Contro ogni evidenza, poiché si trattava di una sua scoperta (ignorando il contributo di Mary), doveva per forza essere inserito fra i nostri antenati. Fu presto sbugiardato dalla comunità dei ricercatori, che in questo caso dimostrò un minimo di pudore, ma qualche tempo dopo tornò alla carica.

Grazie al rinvenimento di alcuni crani di australopiteco che erano stati calpestati da una mandria di bufali, “scoprì”, ma sarebbe meglio dire inventò l’Homo abilis. Bisogna capire una cosa: quando un cranio è stato frantumato, ricostruire il suo volume interno e di conseguenza la dimensione reale del cervello dell’esemplare vivo, è estremamente difficile, basta variare di pochissimo l’angolo con cui si incastrano i frammenti e si ottengono valori del tutto differenti.

Anche questa seconda “scoperta” fu accolta, come minimo, con un certo scetticismo, ma dopo la sua morte, il figlio Richard che ne aveva ereditato la  “tradizione di famiglia” nell’interpretazione dei fossili ominidi, ritrovò il famoso cranio noto come KNM ER 1470, la cui ricostruzione gli attribuì un volume cranico e quindi un cervello di dimensioni decisamente maggiori di quelle di qualsiasi cranio di australopiteco conosciuto. L’Homo abilis acquistava finalmente sostanza e credibilità come precursore dell’umanità.

“Qualcosa di talmente moderno da far rizzare i capelli in testa”, lo definì Donald Johanson, lo scopritore della famosa Lucy.

Peccato solo che il cranio era stato ricostruito a partire da un centinaio di frammenti schiacciati e inglobati in una matrice rocciosa, il che rende la ricostruzione del tutto ipotetica. A tutt’oggi non esistono prove convincenti che il presunto Homo abilis non fosse altro che un australopiteco, e quindi, come ci suggerisce sir Solly Zuckerman, una scimmia che non ha nulla a che fare con il lignaggio umano].

(MR) E forse si potrebbe addirittura arrivare ad una sola specie del genere Homo, se consideriamo che le frequenze “fantasma” nell’attuale genoma Sapiens subsahariano potrebbero derivare da antichissimi incroci con Erectus africani, ne deriverebbe che anche questi ultimi non sarebbero stati geneticamente troppo distanti da noi, altrimenti tra le due popolazioni non vi sarebbe stata la necessaria interfertilità che ha consentito di portare quelle tracce fino alle popolazioni attuali.

==*==

=== Lavoro da svolgere ===
(a) Indica se ciascuna affermazione concorda con il brano sull'Homo abilis, rispondendo sì o no e citando le parole decisive del brano. (i) Il cranio KNM ER 1470 fu ritrovato dal figlio Richard. (ii) Il cranio KNM ER 1470 fu ricostruito a partire da pochi frammenti ben conservati. (iii) Donald Johanson è lo scopritore di Lucy.
(b) Scrivi il seguito del brano sull'Homo abilis, riprendendo subito dopo la sua ultima frase.

=== Righe estratte ===
==*==

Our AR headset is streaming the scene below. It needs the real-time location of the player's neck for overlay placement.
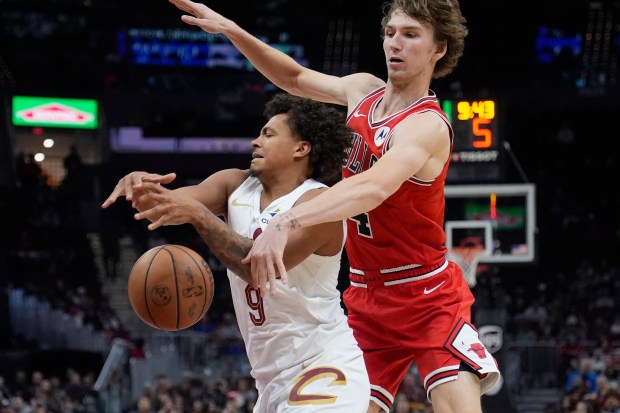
[260,174,307,211]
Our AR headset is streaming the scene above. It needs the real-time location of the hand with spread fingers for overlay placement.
[241,213,295,297]
[133,182,205,231]
[169,0,231,33]
[101,171,177,208]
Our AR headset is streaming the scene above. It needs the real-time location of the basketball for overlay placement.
[127,244,214,331]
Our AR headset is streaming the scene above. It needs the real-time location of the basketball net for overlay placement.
[446,245,485,287]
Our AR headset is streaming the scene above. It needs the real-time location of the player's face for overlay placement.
[250,114,299,176]
[383,10,445,82]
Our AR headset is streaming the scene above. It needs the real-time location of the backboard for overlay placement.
[445,184,536,263]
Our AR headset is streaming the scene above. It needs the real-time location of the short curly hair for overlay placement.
[263,93,352,185]
[381,0,468,78]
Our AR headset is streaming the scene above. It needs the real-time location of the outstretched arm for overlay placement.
[134,181,343,290]
[169,0,384,106]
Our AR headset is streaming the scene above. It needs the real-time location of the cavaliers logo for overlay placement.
[151,285,172,306]
[462,343,487,359]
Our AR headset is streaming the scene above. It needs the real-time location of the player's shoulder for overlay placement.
[342,72,386,107]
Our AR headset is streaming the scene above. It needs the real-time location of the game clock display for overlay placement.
[441,99,504,183]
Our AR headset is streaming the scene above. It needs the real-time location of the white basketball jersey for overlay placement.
[228,177,361,391]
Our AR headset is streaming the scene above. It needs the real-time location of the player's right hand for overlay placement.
[101,171,177,208]
[168,0,230,33]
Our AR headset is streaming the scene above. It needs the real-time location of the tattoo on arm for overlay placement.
[276,212,300,231]
[194,208,252,282]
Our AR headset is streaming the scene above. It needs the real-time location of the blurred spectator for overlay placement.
[127,395,155,413]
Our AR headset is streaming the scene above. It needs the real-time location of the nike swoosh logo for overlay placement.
[232,199,252,206]
[301,354,321,370]
[424,280,446,294]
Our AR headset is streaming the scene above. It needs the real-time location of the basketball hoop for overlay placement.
[446,245,486,288]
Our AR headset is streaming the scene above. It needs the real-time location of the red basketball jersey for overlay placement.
[342,88,453,280]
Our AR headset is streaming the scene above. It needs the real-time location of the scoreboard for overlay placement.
[440,99,504,184]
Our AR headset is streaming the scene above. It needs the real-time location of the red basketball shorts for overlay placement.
[344,262,499,411]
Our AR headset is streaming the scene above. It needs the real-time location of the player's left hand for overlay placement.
[241,216,290,297]
[133,182,205,230]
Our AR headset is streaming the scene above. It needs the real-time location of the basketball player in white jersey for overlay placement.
[102,94,370,413]
[169,0,500,413]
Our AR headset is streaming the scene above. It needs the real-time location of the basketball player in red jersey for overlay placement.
[169,0,500,413]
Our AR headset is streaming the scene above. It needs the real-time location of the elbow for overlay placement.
[360,182,396,211]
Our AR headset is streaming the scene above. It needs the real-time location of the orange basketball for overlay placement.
[127,244,213,331]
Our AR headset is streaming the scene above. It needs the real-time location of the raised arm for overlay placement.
[129,174,343,283]
[169,0,384,106]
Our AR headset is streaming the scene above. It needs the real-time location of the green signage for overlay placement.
[12,96,99,129]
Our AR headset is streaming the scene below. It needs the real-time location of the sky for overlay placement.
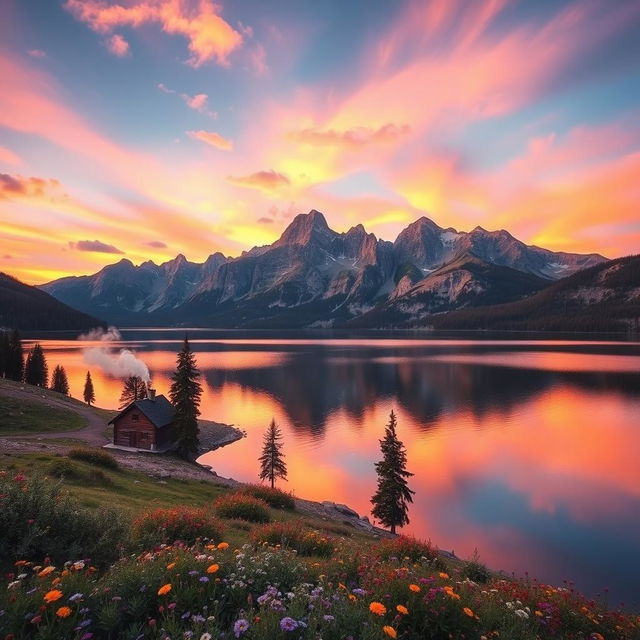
[0,0,640,284]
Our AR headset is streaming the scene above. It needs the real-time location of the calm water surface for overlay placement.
[28,330,640,607]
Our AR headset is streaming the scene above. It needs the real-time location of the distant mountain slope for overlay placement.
[42,210,606,327]
[0,273,104,330]
[427,256,640,331]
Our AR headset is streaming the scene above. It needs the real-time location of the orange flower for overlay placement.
[44,589,62,603]
[369,602,387,616]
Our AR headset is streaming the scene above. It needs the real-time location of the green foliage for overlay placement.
[259,419,287,488]
[69,447,120,469]
[371,411,414,533]
[51,364,69,396]
[133,507,224,548]
[0,472,129,566]
[24,342,49,387]
[239,484,296,511]
[82,371,96,406]
[251,522,336,557]
[169,336,202,460]
[213,493,271,522]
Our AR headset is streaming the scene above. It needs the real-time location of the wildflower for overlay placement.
[369,602,387,616]
[280,616,298,631]
[44,589,63,604]
[233,618,249,638]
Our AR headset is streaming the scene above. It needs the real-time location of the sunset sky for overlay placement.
[0,0,640,283]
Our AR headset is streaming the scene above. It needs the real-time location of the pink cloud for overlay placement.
[64,0,242,67]
[187,130,233,151]
[105,33,129,58]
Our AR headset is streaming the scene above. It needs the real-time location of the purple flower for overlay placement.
[280,616,298,631]
[233,618,249,638]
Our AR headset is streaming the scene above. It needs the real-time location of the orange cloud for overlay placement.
[105,33,129,58]
[64,0,242,67]
[187,130,233,151]
[228,169,291,191]
[290,123,410,150]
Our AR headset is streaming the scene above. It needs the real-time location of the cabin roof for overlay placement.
[109,395,176,429]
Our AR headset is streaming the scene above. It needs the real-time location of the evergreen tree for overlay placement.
[83,371,96,406]
[24,342,49,387]
[169,336,202,460]
[371,411,415,533]
[259,419,287,488]
[4,329,24,382]
[120,376,147,409]
[51,364,69,396]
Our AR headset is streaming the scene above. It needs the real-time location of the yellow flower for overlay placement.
[44,589,62,603]
[369,602,387,616]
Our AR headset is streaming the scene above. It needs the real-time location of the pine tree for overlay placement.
[371,411,415,533]
[169,336,202,460]
[24,342,49,387]
[120,376,147,409]
[51,364,69,396]
[83,371,96,406]
[5,329,24,382]
[259,419,287,488]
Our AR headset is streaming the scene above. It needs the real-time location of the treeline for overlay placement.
[0,330,69,396]
[0,273,104,331]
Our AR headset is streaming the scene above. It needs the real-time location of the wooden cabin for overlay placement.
[109,393,177,453]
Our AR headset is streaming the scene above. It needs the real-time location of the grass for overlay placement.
[0,395,87,436]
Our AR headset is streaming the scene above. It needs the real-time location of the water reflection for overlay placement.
[30,331,640,598]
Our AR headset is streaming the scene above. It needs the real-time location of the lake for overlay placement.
[26,329,640,607]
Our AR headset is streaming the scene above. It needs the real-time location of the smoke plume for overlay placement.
[79,327,151,384]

==*==

=== Risposte all'esercizio ===
(a)
(i) Sì: «il figlio Richard che ne aveva ereditato la  “tradizione di famiglia” nell’interpretazione dei fossili ominidi, ritrovò il famoso cranio noto come KNM ER 1470».
(ii) No: «il cranio era stato ricostruito a partire da un centinaio di frammenti schiacciati e inglobati in una matrice rocciosa».
(iii) Sì: «Donald Johanson, lo scopritore della famosa Lucy».

(b)
(FC) Recenti esami sui resti degli australopitechi africani (del team di sir Solly Zuckermann sullo scheletro di Lucy  di un altro team sull’orecchio interno di Lightfoot “Piedino”), hanno dimostrato che queste creature dal  cervello non più grande di una noce di cocco, di dimensioni inferiori a quello di uno scimpanzé della stessa taglia, non camminavano erette e non mostravano nessuna tendenza verso l’umanità, erano solo un genere di scimmie ora estinto. Questo pone seriamente in dubbio lo stesso dogma evoluzionista, perlomeno, tutta la catena di esseri via via leggermente meno scimmieschi o leggermente più umani che dovrebbe portare dalle scimmie a noi, non è mai esistita, è stata costruita umanizzando falsamente delle scimmie, e attribuendo altrettanto falsamente caratteristiche scimmiesche ai fossili umani (homo erectus e Neanderthal), per non parlare di specie inventate come Homo abils. In realtà non troviamo mai uomini-scimmia, ma solo uomini compiutamente umani o scimmie che sono solo tali.

(MR) Personalmente, l’unico “trasformismo” delle specie che posso ammettere (e comunque non oltre certi limiti, che biologicamente potrebbero essere quelli della “famiglia” tassonomica) è quello di una involuzione, nel senso che siccome “nel più sta il meno”, ciò che si ha, può al limite essere perso, ma ciò che non si ha non può mai arrivare per “lento accumulo” di caratteri. La stessa selezione naturale è un fattore che può spiegare alcune specializzazioni, molto spesso alcune perdite, alcune atrofizzazioni, o anche alcune parziali modifiche organiche – e comunque sempre nell’ambito della specie (“microevoluzione”) – ma mai delle acquisizioni “ex novo” che arrivino addirittura a produrre dei “salti di specie” (“macroevoluzione”).

(FC) CONCLUSIONE INEVITABILE, LA VERSIONE UFFICIALE, TUTTO QUELLO CHE CI HANNO RACCONTATO SULLE NOSTRE ORIGINI E’ UN FALSO. [A questo riguardo, consiglierei anche la lettura del mio recente Il tema delle origini tra ricerca scientifica e mito].

 

 

NOTA: nell’illustrazione, un’immagine famosa, ma estremamente discutibile che vorrebbe rappresentare l’evoluzione umana.